▸ **Data excerpts**
-- start --

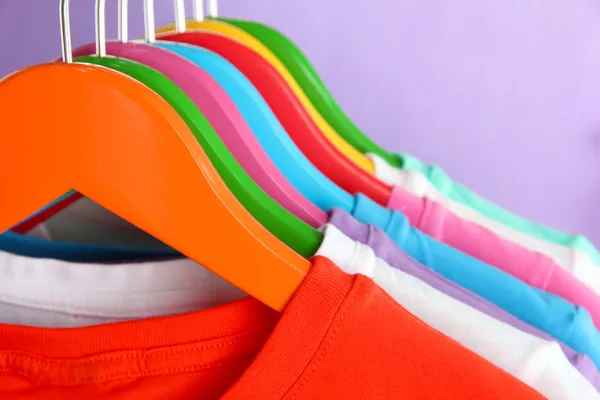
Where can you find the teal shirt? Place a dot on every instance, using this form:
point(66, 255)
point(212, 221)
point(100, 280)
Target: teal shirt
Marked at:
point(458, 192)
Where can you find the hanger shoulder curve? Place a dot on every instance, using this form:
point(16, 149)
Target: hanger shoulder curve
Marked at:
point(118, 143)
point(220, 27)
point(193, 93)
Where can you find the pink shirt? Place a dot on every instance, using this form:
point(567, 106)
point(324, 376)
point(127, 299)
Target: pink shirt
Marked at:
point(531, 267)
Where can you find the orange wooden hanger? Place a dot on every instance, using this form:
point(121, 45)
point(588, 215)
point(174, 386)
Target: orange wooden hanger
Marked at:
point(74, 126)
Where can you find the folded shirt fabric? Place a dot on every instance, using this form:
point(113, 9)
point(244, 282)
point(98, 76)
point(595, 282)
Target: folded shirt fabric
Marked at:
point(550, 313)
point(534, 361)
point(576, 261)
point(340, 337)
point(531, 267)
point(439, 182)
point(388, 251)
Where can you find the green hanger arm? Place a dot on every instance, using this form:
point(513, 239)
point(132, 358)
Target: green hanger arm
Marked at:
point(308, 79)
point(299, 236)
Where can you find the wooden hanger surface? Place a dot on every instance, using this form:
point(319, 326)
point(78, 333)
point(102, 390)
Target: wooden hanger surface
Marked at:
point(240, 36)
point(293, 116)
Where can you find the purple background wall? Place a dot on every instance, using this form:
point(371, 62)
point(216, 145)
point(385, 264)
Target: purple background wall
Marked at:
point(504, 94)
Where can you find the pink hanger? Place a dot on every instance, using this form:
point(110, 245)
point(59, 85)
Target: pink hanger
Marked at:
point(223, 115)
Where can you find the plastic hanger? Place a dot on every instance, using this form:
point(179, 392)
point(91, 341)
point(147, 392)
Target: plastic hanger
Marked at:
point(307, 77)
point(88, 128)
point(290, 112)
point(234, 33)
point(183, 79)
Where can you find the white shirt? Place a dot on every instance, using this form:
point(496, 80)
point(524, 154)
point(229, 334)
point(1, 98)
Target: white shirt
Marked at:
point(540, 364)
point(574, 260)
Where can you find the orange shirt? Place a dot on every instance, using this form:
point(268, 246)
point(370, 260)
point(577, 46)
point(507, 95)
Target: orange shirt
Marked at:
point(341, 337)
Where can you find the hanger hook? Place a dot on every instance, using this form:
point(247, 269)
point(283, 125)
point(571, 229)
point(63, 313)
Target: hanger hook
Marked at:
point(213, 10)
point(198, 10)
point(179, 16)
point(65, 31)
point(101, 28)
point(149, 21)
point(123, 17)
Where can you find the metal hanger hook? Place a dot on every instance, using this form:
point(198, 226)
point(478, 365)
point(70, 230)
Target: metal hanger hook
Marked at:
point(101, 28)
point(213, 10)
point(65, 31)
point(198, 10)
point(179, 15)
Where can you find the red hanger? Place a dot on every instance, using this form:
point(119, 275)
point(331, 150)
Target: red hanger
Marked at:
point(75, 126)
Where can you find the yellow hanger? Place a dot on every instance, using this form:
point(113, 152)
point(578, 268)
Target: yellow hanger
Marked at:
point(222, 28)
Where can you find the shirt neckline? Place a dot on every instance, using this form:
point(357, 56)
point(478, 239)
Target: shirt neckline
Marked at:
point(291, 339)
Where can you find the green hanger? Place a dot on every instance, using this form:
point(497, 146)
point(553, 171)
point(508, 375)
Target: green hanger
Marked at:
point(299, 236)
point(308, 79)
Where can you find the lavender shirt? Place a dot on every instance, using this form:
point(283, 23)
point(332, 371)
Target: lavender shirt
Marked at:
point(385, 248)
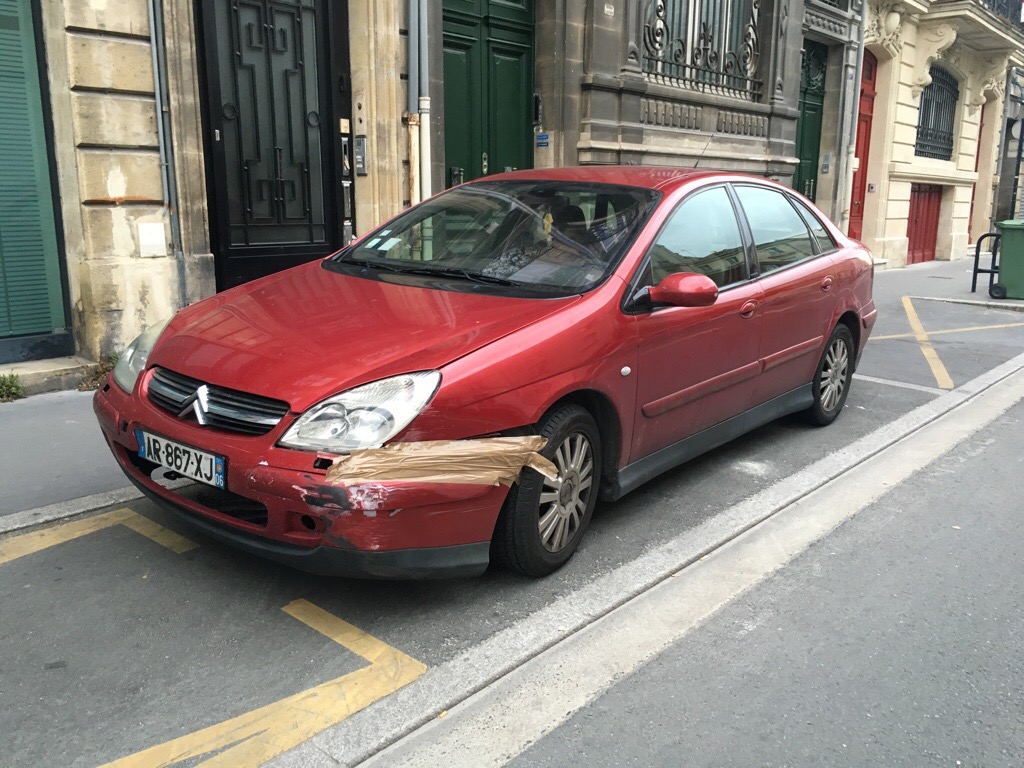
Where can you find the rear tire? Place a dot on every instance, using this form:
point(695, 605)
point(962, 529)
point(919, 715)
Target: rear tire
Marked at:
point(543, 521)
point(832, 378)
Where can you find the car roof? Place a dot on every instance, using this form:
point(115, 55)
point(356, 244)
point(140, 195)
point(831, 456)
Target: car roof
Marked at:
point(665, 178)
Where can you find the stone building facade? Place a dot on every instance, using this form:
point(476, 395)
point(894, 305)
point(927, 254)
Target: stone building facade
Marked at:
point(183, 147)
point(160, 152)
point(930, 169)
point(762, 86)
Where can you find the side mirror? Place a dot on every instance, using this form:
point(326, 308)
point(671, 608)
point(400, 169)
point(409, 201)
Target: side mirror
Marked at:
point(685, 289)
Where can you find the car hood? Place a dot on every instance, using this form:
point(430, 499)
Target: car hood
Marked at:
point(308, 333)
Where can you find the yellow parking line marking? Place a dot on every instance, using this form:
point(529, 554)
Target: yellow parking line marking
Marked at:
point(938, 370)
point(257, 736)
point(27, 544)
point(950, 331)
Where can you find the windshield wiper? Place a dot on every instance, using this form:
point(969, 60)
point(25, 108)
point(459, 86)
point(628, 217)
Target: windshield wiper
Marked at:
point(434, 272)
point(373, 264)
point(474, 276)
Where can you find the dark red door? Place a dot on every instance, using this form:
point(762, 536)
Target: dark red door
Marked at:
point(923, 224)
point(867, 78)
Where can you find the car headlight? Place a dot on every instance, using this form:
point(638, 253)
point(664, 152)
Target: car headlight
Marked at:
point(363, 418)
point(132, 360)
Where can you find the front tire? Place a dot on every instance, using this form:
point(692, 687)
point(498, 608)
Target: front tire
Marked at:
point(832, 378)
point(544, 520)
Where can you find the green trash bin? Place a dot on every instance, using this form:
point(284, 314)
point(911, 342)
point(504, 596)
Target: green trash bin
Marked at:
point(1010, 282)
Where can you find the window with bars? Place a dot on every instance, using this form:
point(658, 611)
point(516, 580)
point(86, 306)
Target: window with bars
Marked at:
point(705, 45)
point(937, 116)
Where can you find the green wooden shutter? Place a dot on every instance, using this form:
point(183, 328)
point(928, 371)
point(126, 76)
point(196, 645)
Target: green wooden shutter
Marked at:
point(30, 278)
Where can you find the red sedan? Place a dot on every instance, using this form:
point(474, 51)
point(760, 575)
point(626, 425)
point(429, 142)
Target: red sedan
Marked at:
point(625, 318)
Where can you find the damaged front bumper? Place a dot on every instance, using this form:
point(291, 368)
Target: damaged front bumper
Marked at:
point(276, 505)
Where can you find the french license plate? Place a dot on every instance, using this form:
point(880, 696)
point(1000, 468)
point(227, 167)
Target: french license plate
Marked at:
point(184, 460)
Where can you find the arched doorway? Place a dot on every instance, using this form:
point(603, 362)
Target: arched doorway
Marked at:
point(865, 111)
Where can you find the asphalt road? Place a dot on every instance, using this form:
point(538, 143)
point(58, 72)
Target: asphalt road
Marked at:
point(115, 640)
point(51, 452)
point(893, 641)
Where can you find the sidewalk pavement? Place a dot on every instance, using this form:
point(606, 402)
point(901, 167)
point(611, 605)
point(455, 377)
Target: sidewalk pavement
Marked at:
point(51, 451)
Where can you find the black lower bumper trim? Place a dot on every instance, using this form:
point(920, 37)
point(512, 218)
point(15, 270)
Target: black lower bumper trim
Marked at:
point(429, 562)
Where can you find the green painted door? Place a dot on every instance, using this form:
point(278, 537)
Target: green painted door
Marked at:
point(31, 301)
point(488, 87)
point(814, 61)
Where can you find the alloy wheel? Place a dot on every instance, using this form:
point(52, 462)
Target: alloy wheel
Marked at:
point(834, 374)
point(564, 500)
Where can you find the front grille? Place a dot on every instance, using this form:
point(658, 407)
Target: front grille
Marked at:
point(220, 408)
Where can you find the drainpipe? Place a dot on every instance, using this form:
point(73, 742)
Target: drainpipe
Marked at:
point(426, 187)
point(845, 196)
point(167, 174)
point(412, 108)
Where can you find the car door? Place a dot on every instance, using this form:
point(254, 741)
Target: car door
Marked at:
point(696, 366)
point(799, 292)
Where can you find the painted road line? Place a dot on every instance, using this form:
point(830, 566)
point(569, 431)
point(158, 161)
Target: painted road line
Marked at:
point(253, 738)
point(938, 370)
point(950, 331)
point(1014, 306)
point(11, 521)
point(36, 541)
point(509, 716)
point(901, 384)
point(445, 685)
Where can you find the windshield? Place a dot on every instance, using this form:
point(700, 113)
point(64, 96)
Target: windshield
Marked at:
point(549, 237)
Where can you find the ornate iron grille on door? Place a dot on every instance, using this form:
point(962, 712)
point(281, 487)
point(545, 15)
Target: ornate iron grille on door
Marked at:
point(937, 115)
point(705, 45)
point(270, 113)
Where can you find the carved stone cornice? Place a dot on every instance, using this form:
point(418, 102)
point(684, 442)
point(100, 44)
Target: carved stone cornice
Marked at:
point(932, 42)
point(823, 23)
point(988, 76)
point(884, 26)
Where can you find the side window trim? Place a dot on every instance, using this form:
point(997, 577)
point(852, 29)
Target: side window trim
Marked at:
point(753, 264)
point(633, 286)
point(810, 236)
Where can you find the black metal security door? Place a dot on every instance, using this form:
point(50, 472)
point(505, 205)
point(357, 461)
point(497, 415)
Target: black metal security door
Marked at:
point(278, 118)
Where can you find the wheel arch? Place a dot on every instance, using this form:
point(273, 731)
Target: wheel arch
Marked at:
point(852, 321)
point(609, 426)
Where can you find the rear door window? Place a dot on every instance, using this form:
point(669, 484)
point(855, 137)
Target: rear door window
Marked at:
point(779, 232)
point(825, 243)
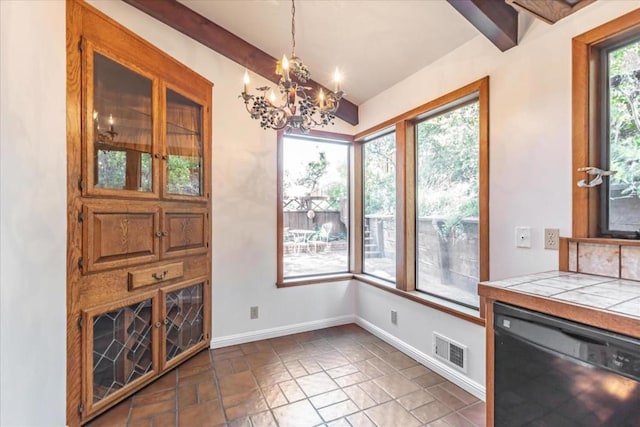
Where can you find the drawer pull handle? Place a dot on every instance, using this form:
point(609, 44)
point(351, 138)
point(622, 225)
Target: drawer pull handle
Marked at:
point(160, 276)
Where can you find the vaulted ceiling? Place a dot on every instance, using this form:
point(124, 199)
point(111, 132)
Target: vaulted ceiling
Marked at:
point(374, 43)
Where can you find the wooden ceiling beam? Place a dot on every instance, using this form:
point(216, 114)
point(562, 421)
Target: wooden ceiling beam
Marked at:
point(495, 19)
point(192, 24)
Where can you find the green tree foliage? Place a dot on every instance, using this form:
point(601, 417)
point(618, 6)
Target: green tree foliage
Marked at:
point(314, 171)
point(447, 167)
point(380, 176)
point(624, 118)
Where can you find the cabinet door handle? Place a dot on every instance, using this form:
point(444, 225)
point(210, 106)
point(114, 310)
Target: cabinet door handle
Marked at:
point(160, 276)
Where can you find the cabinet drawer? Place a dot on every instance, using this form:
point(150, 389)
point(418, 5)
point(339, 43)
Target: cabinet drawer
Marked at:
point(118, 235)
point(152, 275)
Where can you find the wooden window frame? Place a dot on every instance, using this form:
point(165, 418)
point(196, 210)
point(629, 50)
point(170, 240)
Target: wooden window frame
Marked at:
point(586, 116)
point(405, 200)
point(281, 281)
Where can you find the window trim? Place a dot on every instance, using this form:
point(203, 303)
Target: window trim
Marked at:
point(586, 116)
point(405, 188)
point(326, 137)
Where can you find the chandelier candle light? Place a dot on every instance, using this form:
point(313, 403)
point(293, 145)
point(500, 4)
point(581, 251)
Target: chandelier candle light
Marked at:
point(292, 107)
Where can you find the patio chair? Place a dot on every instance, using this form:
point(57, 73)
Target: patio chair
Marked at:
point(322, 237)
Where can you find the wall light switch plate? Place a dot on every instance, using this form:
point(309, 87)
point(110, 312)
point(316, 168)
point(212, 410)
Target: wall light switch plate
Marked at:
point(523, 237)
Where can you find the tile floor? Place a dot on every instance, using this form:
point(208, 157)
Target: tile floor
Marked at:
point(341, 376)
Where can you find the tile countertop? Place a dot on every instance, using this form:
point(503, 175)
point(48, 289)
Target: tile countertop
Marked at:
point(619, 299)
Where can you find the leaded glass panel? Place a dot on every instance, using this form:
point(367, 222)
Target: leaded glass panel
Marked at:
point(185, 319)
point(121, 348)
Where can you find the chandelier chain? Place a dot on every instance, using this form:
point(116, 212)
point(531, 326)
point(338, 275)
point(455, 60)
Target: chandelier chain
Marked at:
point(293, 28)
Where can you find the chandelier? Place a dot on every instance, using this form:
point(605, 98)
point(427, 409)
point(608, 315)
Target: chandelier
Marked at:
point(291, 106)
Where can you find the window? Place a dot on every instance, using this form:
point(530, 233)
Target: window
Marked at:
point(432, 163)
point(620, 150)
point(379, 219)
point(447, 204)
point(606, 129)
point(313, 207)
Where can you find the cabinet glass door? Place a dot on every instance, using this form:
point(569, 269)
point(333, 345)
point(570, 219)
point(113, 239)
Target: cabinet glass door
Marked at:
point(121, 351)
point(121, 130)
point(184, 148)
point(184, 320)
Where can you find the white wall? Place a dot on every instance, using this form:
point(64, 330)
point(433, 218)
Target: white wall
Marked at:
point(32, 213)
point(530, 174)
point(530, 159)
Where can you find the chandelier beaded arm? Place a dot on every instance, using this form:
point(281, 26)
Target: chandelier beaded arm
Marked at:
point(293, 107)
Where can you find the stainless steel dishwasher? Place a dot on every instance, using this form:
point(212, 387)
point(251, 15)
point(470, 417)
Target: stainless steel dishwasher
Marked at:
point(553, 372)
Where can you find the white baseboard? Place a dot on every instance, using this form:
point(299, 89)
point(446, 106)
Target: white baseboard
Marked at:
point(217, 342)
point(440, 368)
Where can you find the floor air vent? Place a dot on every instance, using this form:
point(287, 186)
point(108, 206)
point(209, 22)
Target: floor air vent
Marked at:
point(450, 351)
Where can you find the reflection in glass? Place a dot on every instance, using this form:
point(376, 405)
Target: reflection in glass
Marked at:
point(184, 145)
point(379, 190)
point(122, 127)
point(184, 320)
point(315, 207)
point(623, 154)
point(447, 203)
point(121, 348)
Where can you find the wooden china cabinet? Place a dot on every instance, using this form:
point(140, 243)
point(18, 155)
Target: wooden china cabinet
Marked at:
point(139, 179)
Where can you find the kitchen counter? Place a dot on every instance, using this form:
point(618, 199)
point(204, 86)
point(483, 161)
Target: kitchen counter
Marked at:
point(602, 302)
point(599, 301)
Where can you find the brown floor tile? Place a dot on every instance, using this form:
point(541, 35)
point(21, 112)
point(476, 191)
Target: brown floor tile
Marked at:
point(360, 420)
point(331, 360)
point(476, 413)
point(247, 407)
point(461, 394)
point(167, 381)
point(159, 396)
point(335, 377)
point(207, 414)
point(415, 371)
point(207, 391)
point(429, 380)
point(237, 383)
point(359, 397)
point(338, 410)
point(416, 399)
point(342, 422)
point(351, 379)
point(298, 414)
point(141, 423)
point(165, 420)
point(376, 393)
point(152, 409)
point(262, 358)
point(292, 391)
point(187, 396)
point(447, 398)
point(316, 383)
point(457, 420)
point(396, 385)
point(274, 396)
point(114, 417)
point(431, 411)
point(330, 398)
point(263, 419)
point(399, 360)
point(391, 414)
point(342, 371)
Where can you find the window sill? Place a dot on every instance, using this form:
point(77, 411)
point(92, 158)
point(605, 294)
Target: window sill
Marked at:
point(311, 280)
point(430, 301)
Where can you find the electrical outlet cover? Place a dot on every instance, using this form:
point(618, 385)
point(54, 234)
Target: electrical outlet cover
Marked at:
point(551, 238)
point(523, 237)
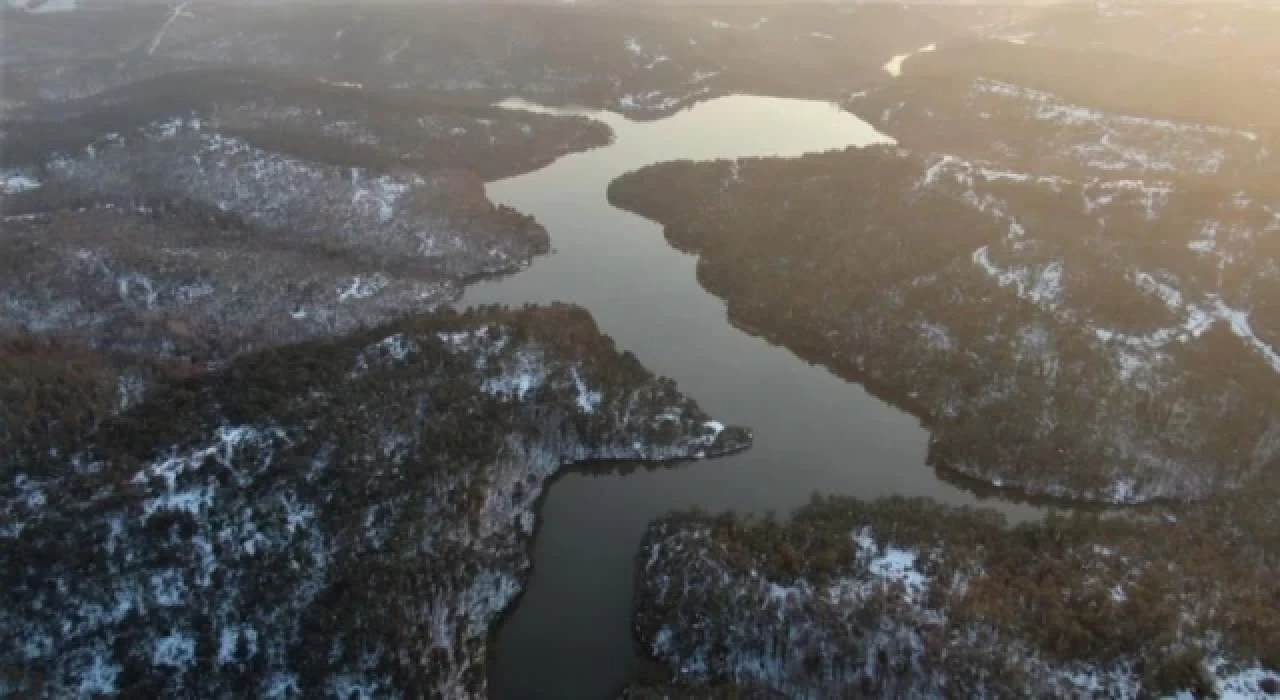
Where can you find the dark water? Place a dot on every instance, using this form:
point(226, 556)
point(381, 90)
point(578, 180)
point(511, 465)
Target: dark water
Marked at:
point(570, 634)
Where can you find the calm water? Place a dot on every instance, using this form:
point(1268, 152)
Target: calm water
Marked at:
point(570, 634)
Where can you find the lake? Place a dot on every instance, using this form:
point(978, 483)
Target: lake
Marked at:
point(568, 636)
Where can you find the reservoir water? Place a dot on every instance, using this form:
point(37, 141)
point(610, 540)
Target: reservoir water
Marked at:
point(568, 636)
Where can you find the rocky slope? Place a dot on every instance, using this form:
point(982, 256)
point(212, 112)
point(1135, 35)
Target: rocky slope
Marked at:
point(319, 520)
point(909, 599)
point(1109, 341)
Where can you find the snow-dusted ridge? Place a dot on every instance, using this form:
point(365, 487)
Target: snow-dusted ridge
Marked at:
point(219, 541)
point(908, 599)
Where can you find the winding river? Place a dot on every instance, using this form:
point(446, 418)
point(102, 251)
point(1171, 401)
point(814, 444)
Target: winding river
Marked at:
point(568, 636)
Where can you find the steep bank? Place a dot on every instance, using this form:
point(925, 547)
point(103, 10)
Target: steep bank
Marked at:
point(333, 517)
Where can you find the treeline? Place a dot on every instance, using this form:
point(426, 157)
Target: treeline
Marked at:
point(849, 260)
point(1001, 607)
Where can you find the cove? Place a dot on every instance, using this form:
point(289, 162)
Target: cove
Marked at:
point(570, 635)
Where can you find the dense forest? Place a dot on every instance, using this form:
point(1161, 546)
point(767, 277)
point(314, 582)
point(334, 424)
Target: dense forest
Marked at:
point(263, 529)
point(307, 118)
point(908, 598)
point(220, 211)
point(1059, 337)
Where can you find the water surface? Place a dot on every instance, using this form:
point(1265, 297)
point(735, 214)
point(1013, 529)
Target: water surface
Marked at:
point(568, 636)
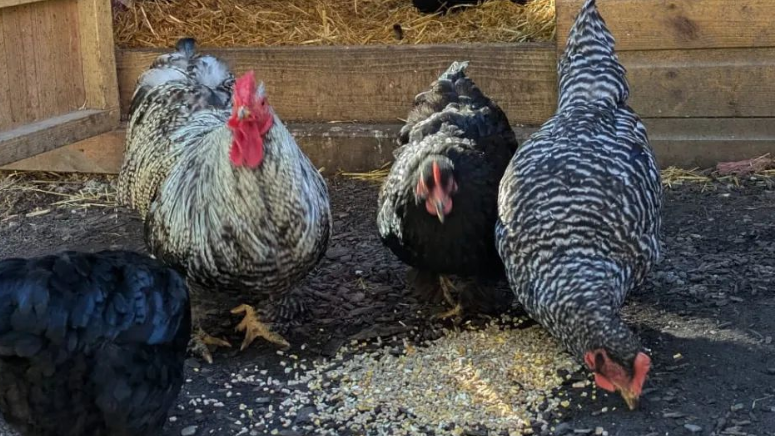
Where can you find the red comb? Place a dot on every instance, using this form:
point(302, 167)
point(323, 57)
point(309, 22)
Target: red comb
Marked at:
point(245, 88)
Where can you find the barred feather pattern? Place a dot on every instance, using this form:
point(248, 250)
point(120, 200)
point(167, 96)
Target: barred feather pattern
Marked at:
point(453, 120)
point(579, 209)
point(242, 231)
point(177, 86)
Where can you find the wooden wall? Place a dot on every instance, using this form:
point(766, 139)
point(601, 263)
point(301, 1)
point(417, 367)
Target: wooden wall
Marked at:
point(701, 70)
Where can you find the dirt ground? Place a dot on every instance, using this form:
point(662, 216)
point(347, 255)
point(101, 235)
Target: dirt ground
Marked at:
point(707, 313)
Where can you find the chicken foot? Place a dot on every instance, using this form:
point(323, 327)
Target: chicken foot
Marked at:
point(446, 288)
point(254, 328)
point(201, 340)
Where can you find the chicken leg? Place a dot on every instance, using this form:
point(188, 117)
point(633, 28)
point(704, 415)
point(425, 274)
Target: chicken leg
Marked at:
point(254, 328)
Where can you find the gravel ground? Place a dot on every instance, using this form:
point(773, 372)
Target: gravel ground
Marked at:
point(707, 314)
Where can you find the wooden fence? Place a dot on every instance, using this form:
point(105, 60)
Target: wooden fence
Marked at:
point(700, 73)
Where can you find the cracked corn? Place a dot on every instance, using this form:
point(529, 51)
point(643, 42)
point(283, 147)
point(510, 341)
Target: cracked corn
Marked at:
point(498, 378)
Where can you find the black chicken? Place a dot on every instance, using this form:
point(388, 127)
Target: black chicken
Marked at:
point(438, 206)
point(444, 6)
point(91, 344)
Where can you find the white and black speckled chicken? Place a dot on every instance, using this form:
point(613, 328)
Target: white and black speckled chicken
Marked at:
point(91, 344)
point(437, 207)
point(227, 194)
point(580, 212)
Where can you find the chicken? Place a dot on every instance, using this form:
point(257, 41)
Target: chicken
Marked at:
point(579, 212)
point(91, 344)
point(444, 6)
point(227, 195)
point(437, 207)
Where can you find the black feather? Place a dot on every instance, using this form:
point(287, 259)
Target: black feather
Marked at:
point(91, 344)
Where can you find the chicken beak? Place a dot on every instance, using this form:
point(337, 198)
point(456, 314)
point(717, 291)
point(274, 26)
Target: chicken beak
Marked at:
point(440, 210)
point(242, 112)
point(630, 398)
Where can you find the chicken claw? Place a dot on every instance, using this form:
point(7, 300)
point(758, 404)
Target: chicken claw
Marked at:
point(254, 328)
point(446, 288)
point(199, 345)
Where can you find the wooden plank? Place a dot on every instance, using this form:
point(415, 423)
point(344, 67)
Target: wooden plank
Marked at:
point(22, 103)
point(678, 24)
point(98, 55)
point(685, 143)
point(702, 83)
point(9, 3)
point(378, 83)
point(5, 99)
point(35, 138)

-- end --

▸ **Aim of the task**
Reproduce the material word for word, starting with the line that contains "Where can you find the green hanger?" and continuing through the line that contains "point(665, 178)". Leave out the pictures.

▸ **Answer to this task**
Where can you find the green hanger? Place a dot on every instance, using this form:
point(497, 146)
point(553, 171)
point(508, 375)
Target: green hanger
Marked at:
point(299, 236)
point(308, 79)
Where can you find the lavender shirt? Place a dot on every instance, using this form:
point(283, 23)
point(332, 371)
Target: lavender shirt
Marked at:
point(385, 248)
Where can you find the rear tire? Place a dot on every instance, using this form:
point(695, 605)
point(962, 529)
point(919, 715)
Target: rear tire
Marked at:
point(543, 521)
point(832, 378)
Where can you find the car roof? Place a dot on every instance, using this form:
point(115, 55)
point(356, 244)
point(140, 195)
point(831, 456)
Target: car roof
Marked at:
point(665, 178)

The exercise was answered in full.